__Data__
________________

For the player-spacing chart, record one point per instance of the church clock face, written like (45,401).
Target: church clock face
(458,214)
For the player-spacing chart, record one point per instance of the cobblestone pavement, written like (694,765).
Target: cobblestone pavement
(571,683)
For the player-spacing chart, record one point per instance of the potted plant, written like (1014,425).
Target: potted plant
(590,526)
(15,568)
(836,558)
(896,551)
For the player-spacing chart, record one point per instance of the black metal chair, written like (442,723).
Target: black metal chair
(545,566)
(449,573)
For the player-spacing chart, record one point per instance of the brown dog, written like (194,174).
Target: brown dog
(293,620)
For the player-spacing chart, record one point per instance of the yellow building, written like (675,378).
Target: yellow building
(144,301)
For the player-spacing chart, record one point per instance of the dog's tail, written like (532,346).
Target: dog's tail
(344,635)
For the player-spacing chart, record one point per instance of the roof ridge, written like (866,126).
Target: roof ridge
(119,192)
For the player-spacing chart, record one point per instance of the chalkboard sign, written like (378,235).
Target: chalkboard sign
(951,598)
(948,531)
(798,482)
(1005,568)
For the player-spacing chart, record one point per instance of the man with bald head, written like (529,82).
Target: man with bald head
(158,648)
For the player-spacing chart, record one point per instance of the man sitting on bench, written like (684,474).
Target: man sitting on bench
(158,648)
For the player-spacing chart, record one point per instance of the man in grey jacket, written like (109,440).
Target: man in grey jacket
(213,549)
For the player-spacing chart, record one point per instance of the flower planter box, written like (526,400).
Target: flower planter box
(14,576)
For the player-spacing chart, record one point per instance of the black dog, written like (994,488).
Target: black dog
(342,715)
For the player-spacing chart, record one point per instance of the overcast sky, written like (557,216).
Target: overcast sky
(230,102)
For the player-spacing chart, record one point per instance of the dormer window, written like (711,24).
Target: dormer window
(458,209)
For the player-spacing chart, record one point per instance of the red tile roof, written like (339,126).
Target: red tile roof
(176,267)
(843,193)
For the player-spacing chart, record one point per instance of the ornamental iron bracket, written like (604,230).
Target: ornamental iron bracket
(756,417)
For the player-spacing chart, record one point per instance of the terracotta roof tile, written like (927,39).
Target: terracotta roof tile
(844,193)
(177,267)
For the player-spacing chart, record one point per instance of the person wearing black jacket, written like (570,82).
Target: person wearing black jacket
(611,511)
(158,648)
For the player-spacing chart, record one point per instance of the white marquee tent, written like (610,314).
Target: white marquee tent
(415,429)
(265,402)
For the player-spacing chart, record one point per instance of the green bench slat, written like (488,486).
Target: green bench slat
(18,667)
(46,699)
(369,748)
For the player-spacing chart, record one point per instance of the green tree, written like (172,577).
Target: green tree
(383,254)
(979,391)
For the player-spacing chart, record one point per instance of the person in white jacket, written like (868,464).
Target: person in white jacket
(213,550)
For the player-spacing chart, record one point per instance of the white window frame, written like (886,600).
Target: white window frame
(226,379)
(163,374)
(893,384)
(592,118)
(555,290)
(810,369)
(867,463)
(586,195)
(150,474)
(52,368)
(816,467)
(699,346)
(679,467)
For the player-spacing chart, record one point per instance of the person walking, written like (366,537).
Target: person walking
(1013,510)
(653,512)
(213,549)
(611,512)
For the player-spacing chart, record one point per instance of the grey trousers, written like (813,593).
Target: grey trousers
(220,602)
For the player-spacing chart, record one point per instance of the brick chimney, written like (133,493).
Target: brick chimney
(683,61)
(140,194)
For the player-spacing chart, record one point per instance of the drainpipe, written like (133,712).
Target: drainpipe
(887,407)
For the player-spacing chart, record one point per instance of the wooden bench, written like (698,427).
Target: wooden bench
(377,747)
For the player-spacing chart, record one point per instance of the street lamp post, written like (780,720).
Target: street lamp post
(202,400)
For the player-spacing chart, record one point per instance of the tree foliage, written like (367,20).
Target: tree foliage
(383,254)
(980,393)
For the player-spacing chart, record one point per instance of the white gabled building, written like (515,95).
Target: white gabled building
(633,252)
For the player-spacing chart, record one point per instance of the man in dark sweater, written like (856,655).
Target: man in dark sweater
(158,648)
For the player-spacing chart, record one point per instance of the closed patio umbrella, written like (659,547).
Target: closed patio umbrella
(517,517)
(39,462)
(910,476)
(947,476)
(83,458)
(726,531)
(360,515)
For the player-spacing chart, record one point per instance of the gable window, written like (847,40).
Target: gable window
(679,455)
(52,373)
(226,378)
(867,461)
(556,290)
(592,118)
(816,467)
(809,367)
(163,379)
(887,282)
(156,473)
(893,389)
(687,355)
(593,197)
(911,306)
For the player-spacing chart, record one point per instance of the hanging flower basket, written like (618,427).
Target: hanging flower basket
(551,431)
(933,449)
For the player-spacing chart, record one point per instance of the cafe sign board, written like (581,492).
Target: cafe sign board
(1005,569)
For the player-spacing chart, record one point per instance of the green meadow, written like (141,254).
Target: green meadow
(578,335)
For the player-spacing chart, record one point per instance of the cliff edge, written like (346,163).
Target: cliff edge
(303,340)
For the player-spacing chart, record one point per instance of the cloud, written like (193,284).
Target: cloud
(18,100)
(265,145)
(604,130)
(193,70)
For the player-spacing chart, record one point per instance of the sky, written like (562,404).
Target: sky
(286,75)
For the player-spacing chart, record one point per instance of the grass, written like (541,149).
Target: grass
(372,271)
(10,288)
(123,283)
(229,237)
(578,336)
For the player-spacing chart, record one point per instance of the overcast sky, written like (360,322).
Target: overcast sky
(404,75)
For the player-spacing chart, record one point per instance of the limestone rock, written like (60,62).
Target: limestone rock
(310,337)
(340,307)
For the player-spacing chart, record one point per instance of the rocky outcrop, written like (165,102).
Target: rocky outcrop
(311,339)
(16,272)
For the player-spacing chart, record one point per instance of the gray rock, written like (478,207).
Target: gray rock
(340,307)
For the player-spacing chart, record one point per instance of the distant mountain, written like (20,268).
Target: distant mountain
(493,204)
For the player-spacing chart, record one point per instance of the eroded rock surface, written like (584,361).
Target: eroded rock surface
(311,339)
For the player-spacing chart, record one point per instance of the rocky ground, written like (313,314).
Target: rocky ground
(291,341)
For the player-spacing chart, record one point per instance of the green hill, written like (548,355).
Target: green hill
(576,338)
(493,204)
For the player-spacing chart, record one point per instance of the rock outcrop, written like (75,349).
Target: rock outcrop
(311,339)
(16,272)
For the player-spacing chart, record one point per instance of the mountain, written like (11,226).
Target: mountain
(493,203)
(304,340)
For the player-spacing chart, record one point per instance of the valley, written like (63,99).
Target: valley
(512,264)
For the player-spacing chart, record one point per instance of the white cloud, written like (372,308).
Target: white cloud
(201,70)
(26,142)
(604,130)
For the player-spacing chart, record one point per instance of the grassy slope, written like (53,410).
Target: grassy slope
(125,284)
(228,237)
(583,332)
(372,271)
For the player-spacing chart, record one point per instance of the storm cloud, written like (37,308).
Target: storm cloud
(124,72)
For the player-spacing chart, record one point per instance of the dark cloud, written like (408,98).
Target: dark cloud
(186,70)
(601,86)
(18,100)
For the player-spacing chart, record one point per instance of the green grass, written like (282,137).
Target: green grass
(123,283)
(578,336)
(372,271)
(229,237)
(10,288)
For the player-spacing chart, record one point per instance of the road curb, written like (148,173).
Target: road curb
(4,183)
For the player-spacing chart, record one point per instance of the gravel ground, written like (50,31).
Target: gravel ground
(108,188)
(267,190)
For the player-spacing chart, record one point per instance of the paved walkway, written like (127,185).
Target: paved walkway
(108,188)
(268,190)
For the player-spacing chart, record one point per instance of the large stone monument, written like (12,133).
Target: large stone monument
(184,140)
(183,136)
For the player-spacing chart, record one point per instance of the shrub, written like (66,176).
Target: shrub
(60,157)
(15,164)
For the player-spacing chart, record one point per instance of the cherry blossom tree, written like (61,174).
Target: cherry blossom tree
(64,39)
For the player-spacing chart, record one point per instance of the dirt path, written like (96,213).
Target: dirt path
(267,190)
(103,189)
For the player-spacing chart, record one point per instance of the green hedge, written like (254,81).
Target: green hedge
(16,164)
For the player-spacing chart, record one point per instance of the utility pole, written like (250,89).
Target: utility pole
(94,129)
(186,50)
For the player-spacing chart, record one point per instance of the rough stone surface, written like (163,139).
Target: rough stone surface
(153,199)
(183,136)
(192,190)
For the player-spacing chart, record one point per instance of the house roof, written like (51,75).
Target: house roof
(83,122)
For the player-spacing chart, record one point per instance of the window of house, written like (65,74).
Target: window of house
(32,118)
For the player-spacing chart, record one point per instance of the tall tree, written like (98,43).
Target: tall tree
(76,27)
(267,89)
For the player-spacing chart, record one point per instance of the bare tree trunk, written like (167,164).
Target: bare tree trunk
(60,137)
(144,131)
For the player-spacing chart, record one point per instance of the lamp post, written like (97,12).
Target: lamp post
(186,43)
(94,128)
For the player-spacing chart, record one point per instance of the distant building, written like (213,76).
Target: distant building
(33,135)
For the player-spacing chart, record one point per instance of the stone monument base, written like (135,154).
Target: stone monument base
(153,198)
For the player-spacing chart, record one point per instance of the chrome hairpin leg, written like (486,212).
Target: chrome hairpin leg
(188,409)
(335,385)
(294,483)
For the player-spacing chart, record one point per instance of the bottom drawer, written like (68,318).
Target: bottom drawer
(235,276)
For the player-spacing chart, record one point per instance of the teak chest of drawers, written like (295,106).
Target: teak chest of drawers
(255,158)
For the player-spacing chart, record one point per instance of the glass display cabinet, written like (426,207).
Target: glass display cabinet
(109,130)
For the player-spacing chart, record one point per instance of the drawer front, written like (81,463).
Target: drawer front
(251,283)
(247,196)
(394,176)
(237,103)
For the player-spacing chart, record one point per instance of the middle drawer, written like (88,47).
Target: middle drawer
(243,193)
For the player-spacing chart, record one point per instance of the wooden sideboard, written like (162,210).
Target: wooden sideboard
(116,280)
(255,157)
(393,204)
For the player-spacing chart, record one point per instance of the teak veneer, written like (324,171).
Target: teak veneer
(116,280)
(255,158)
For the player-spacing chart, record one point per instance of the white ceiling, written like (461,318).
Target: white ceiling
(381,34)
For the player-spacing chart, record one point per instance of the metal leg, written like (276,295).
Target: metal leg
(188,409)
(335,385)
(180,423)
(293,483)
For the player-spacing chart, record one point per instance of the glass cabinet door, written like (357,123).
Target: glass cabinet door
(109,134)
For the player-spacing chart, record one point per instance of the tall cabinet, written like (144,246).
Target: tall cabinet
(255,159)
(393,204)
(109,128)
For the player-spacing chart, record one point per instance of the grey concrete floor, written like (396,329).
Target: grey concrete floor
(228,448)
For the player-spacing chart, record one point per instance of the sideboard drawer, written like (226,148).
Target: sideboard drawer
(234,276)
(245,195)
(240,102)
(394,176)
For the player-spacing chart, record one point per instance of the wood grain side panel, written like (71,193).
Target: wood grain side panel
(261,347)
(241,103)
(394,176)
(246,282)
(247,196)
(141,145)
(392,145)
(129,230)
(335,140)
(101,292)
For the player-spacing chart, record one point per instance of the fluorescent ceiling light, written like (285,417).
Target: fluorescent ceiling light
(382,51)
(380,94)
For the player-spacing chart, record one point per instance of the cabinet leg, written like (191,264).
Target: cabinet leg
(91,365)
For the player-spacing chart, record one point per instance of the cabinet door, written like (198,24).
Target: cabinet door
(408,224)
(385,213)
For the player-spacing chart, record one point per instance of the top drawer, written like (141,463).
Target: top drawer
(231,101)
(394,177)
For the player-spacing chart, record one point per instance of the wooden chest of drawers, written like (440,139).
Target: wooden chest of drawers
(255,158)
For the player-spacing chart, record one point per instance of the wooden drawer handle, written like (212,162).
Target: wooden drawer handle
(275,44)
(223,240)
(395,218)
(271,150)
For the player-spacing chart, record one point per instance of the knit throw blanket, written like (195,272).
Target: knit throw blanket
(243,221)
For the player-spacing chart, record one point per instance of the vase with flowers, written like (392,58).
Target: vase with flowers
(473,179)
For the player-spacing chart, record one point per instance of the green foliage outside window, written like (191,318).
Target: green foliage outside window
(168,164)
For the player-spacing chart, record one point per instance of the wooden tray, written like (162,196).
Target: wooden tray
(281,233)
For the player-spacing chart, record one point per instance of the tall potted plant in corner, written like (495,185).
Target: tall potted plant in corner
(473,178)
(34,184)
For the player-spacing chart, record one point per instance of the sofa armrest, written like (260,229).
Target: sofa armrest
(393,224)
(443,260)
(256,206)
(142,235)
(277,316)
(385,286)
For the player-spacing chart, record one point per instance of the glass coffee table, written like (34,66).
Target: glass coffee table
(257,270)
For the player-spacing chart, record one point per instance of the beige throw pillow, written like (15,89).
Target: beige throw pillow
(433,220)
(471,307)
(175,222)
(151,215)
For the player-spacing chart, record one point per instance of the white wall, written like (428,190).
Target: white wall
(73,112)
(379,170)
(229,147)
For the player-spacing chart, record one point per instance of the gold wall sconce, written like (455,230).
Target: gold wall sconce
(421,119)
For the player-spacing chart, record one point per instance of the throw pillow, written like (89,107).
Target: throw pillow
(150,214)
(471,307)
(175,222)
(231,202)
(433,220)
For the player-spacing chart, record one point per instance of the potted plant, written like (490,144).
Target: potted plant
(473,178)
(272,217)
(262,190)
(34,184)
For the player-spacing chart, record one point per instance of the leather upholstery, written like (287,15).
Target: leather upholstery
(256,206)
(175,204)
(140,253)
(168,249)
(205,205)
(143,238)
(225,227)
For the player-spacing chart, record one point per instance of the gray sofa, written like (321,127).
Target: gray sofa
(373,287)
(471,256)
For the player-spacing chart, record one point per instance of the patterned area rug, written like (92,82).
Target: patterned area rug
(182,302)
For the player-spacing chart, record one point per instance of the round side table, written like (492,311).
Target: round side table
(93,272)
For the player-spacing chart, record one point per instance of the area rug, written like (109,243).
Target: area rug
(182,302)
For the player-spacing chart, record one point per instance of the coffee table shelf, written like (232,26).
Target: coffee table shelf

________________

Print exactly the lines above, starting at the line that contains "written like (321,127)." and ending with the last line of the records, both included.

__Answer to this problem__
For the player-spacing chart, record one point per instance of the gray sofa, written like (321,127).
Target: gray sofa
(373,287)
(471,256)
For the player-spacing chart, record one point per instance of the patterned area rug, written like (92,82).
Target: patterned area rug
(182,302)
For the player-spacing chart, record one point per instance of the round side table, written like (492,311).
Target: round side table
(93,272)
For the player-spacing chart, record one point per instance of the area rug, written like (109,243).
Target: area rug
(182,302)
For the player-spacing chart, record one point per instance of the coffee table shelf, written like (232,26).
Target: coffee table shelf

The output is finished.